TASK DIRECTIONS: Locate each line of the data containing the word "blue" and copy those lines out. Letter case must match.

RECORDS SHOWN:
>> begin

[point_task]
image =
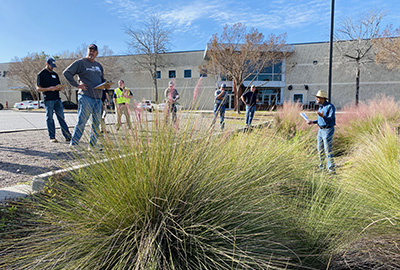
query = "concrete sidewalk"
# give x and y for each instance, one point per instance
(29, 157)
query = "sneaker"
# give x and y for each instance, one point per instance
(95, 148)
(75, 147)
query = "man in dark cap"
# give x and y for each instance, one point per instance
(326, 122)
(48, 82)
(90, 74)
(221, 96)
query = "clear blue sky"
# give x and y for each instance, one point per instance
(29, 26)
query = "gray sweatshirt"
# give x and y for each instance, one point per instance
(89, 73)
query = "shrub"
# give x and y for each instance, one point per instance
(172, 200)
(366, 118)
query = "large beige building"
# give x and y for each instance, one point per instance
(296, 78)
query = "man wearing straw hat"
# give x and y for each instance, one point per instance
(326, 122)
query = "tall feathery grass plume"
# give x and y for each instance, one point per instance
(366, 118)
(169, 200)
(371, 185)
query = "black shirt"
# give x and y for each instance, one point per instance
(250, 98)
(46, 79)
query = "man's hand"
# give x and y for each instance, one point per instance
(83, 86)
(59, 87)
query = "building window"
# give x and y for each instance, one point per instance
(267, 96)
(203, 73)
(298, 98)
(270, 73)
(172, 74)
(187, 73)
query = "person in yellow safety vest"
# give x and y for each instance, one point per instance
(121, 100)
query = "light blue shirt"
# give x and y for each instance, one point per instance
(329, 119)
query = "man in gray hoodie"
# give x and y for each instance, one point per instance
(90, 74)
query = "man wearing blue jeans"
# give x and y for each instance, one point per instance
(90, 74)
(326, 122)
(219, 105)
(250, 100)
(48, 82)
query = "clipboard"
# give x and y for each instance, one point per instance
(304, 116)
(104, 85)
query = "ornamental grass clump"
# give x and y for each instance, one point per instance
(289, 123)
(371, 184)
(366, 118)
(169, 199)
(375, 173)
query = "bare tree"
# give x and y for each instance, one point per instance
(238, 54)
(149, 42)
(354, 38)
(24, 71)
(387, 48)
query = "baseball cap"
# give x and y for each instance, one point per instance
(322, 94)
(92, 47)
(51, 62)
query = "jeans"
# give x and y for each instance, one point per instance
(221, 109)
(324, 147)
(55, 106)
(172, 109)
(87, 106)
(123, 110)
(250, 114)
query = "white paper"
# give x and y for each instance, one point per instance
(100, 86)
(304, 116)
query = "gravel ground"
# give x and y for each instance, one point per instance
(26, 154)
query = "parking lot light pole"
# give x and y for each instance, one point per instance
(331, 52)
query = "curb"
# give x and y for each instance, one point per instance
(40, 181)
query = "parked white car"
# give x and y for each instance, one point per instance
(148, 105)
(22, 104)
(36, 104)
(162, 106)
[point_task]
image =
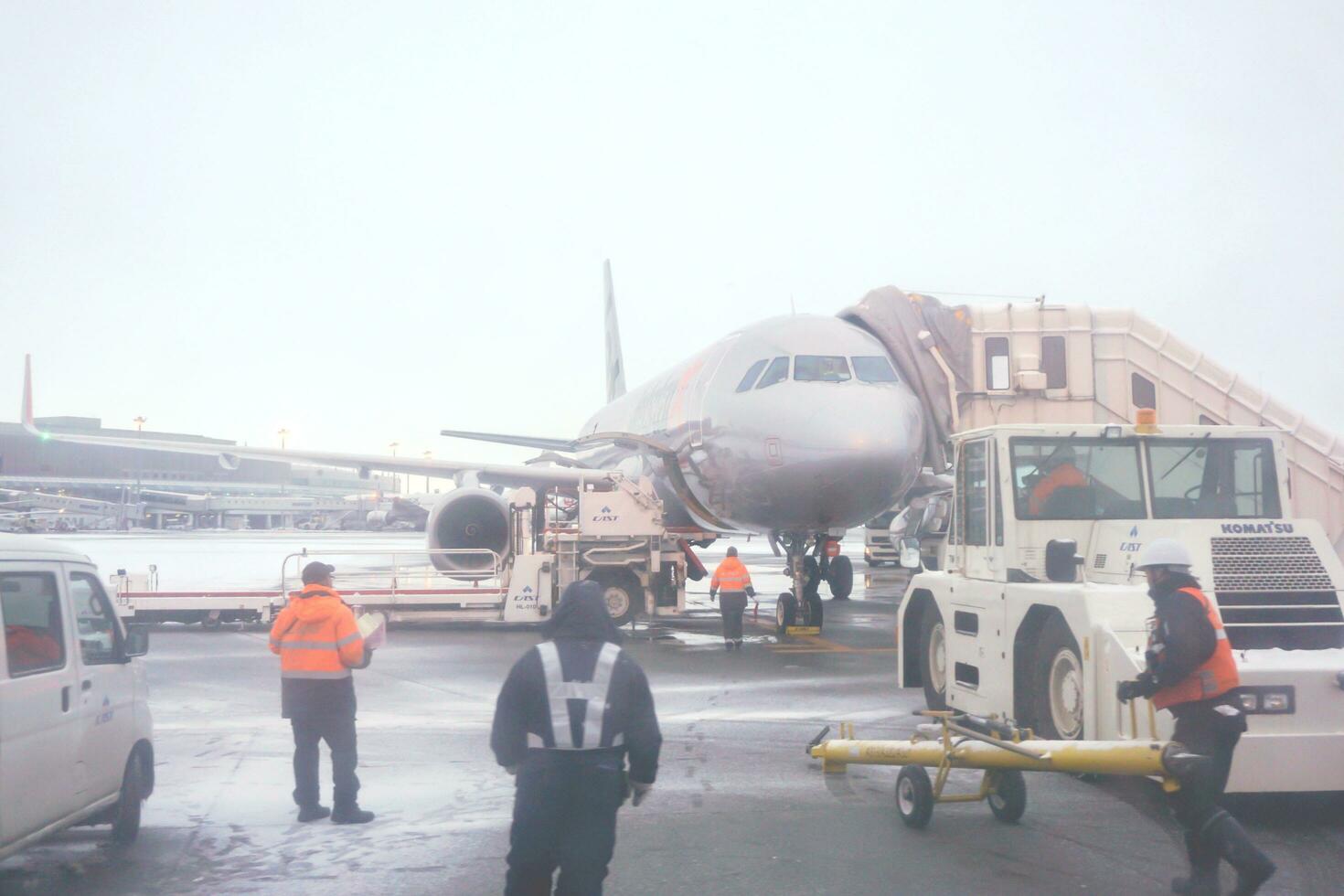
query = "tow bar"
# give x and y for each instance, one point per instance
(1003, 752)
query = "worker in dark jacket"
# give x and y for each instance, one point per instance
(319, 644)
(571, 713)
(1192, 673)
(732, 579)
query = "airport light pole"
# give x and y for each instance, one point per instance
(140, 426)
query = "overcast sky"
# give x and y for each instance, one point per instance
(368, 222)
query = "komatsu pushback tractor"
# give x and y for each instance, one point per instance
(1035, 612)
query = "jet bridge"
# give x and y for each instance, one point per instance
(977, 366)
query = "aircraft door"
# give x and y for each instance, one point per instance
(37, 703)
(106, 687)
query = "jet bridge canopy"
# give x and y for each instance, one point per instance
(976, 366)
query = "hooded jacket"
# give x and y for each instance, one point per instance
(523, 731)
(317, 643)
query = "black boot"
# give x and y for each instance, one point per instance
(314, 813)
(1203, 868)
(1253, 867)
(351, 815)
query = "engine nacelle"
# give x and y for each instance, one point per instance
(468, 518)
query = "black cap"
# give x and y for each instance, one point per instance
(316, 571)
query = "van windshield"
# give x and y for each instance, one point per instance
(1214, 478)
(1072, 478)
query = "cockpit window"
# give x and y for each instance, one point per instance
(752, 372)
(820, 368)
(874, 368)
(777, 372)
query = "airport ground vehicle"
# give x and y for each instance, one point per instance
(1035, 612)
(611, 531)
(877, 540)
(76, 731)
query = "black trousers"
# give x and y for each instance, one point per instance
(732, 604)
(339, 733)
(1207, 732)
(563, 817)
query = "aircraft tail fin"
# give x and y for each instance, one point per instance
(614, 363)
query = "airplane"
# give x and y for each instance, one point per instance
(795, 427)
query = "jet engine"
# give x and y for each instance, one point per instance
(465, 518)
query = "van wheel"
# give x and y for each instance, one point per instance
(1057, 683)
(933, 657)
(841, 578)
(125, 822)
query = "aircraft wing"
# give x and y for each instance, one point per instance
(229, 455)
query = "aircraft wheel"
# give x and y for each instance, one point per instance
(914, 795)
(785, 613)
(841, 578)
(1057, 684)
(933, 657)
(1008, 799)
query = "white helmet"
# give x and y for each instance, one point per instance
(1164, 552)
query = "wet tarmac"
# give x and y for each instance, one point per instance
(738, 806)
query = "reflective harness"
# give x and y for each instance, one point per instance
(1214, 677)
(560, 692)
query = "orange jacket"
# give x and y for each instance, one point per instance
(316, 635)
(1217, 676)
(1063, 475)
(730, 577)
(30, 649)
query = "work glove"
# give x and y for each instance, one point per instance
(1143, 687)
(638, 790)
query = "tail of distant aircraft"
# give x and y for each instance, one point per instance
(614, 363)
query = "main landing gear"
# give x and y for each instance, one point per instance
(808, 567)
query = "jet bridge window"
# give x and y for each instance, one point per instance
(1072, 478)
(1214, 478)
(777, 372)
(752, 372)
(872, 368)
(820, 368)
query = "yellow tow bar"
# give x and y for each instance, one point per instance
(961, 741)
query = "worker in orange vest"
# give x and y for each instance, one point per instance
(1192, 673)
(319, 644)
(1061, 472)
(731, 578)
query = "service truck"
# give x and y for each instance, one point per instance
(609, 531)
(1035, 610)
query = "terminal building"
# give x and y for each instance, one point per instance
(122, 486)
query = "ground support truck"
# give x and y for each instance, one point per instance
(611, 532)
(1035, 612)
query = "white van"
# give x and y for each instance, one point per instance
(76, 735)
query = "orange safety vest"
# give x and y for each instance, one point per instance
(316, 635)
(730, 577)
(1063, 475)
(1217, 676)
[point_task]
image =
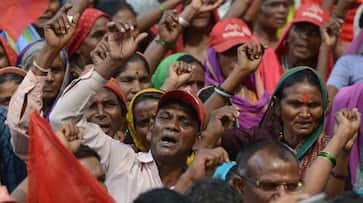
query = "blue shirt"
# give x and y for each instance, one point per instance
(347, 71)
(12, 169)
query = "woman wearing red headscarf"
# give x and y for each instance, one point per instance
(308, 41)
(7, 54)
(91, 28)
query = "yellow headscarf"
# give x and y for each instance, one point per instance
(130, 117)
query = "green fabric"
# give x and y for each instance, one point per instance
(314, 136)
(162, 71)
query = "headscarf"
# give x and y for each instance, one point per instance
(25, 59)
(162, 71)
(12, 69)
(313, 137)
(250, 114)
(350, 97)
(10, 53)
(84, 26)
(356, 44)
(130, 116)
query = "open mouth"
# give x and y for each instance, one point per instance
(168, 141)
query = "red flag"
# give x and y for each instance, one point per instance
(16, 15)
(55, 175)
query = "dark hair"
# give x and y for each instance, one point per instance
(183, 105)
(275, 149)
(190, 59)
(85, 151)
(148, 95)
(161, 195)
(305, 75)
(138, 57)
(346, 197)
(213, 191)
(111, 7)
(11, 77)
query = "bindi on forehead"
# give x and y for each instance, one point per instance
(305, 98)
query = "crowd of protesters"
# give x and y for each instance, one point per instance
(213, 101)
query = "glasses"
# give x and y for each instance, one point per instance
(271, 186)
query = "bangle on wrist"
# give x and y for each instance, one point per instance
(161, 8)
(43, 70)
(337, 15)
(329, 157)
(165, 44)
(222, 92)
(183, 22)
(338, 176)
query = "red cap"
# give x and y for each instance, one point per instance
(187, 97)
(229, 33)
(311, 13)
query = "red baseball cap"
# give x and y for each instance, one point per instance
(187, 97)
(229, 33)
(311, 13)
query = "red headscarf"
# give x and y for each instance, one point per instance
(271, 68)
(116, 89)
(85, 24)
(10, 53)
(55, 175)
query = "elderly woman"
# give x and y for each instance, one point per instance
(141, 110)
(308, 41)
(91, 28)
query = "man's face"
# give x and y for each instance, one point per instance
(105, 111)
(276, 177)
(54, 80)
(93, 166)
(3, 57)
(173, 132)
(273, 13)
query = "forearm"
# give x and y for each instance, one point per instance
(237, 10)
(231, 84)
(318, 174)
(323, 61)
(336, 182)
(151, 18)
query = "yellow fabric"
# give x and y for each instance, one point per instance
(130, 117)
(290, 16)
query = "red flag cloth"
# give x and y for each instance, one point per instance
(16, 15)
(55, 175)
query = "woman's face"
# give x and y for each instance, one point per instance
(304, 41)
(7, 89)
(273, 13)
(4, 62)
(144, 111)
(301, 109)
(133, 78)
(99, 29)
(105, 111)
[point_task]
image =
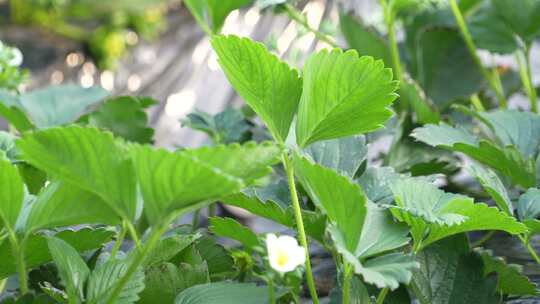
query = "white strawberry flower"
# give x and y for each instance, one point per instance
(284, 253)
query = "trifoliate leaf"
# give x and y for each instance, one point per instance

>> end

FINAL ANSWER:
query = "clear blue sky"
query = "light blue shirt"
query = "man wearing blue jeans"
query = "blue shirt"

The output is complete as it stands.